◆ RECORDS PROVIDED ◆
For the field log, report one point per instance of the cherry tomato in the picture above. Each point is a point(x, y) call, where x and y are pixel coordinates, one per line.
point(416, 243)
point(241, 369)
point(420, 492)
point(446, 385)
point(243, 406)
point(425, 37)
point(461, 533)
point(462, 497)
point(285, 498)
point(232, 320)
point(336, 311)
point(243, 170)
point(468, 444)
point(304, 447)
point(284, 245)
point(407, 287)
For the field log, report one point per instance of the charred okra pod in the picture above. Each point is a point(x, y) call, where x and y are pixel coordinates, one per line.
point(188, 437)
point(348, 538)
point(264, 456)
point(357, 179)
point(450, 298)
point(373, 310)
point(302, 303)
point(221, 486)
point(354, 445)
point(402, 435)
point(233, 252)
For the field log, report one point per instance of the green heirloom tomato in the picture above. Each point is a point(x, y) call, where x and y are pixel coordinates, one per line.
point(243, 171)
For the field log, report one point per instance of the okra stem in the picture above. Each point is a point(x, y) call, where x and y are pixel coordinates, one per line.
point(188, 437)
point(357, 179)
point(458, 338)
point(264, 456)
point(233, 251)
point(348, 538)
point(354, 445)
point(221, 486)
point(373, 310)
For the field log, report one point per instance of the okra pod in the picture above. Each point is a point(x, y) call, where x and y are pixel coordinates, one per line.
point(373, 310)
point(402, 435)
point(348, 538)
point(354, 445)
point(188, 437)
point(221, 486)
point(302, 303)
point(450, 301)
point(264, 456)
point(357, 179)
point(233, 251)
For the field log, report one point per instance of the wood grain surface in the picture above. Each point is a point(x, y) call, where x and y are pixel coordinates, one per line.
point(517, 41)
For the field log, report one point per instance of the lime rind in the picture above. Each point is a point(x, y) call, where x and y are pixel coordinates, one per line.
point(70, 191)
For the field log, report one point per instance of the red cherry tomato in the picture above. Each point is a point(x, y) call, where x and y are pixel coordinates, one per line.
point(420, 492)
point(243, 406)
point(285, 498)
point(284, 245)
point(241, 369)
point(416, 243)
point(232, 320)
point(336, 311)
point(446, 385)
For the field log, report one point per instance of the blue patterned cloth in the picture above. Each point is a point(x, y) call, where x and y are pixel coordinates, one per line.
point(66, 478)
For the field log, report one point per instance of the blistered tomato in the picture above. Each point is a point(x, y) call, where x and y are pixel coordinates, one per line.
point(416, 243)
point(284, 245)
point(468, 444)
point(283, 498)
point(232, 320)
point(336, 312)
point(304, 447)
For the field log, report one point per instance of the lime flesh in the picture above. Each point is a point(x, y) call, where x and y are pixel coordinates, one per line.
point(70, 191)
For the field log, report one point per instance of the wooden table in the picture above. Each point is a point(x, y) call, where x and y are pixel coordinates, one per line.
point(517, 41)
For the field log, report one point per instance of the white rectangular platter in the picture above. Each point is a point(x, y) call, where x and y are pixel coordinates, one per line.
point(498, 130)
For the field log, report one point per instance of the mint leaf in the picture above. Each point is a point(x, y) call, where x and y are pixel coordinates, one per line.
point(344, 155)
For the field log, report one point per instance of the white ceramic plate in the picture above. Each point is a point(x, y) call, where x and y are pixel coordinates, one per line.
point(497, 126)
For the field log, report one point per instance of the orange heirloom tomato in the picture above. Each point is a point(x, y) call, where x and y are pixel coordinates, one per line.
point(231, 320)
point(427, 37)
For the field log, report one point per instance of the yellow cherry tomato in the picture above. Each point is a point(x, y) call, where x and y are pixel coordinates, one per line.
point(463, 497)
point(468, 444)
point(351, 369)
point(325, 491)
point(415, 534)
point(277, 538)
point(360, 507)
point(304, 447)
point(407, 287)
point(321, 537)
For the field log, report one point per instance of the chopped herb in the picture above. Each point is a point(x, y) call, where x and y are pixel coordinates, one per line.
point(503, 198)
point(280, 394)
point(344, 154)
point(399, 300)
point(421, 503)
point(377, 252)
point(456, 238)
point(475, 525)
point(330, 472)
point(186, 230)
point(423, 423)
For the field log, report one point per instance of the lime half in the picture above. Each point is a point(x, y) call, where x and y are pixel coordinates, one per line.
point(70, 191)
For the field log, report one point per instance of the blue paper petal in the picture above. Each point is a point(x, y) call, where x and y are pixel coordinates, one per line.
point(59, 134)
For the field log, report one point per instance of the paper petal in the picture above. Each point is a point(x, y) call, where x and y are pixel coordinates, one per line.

◆ EXERCISE TASK ◆
Your task is to repeat the data exactly, with nothing left out.

◆ TASK RESPONSE ◆
For the field log, report one point per instance of the cherry tomato in the picture above. Each point is a point(x, y) call, where x and y are pixel coordinates, one per line.
point(416, 243)
point(241, 369)
point(420, 492)
point(446, 385)
point(243, 406)
point(425, 37)
point(461, 533)
point(462, 497)
point(285, 498)
point(232, 320)
point(336, 311)
point(243, 170)
point(468, 444)
point(304, 447)
point(284, 245)
point(407, 287)
For the field log, report one point per instance of the charred okra pod in the picture above. Each point is a point(x, y) call, where x and y are pixel coordinates, one per line.
point(188, 437)
point(348, 538)
point(264, 456)
point(357, 179)
point(450, 298)
point(373, 310)
point(302, 303)
point(221, 486)
point(354, 445)
point(402, 435)
point(233, 252)
For the field log, report one point per instance of the green heirloom tomato in the picture above. Each point is a point(x, y) call, where x and y are pixel coordinates, one per line.
point(243, 171)
For the field log, report one point per instance of the okra stem in the picture above. Each point is a point(x, y) call, where x and y are pixel coordinates, one per line.
point(188, 437)
point(357, 179)
point(458, 338)
point(264, 456)
point(233, 251)
point(348, 538)
point(354, 445)
point(221, 486)
point(373, 310)
For the field log, report one point per instance of the okra pod in the picture above. Each point is a point(x, y) call, where x and y are pixel coordinates, one per line.
point(373, 310)
point(402, 435)
point(348, 538)
point(354, 445)
point(188, 437)
point(221, 486)
point(302, 303)
point(450, 301)
point(264, 456)
point(357, 179)
point(233, 251)
For the field log, report one point per instance of the wood grain surface in the picture above. Each point is a point(x, y) call, where x and y are pixel coordinates, one per line.
point(517, 41)
For the field log, report one point per instance of the lime rind in the picture above. Each point is a point(x, y) call, where x and y are pixel coordinates, one per line.
point(70, 191)
For the field log, report one point per instance of the red cherry tomato in the picture above. Each point is a point(x, y) call, where x and y are pixel coordinates, one per line.
point(420, 492)
point(243, 406)
point(285, 498)
point(284, 245)
point(241, 369)
point(416, 243)
point(232, 320)
point(336, 311)
point(446, 385)
For the field log, report one point per instance of the blue patterned cloth in the picture above. Each point is a point(x, y) call, where x and y are pixel coordinates, one per line.
point(66, 478)
For the field log, report one point per instance of the blistered tomato in the picture above. Each point is a point(x, y) call, where x and y are pixel coordinates, one per line.
point(416, 243)
point(284, 245)
point(468, 444)
point(283, 498)
point(232, 320)
point(336, 312)
point(304, 447)
For the field log, report one point per instance of the lime flesh in the picture above. Each point is a point(x, y) call, where x and y are pixel coordinates, one per line.
point(70, 191)
For the field log, report one point per instance of the wooden table in the picture above. Each point is a point(x, y) call, where x and y are pixel coordinates, one per line.
point(517, 41)
For the field log, report one point per instance of the white rectangular platter in the picture above. Each point is a point(x, y) call, where x and y are pixel coordinates, one per line.
point(498, 130)
For the field log, report one point per instance of the mint leaf in the picture above. Each point is a point(x, y) call, where x and y are pixel coordinates, one per line.
point(344, 155)
For the field log, report one point per instance of the white ceramic plate in the picture above. Each point is a point(x, y) call, where x and y are pixel coordinates, one per line.
point(497, 126)
For the field log, report one point per instance of the orange heirloom tomato in the picture above. Each point is a point(x, y) call, where x and y are pixel coordinates, one per line.
point(231, 320)
point(427, 37)
For the field log, report one point per instance of the yellow cherry tomato in the picture above. Each point is a point(x, y) call, where x and y are pixel coordinates, one per line.
point(463, 497)
point(468, 444)
point(351, 369)
point(325, 491)
point(415, 534)
point(277, 538)
point(360, 507)
point(304, 447)
point(407, 287)
point(321, 537)
For the field log, report one point per instance of the chopped herb in the picture above. Each point is a point(x, y) call, where x and y are pixel coordinates, one per line.
point(503, 198)
point(280, 394)
point(344, 154)
point(399, 300)
point(421, 503)
point(377, 252)
point(456, 238)
point(475, 525)
point(330, 472)
point(186, 230)
point(423, 423)
For the field log, report one point per instance of the lime half in the picture above. Each point is a point(x, y) call, where x and y are pixel coordinates, one per line.
point(70, 191)
For the field log, report one point per instance of the blue paper petal in the picture above. Each point is a point(x, y) call, where x and y are pixel coordinates, one per line.
point(59, 134)
For the field log, report one point per instance of the paper petal in the picture above. Each point is a point(x, y) call, where x and y are pixel coordinates, one per line.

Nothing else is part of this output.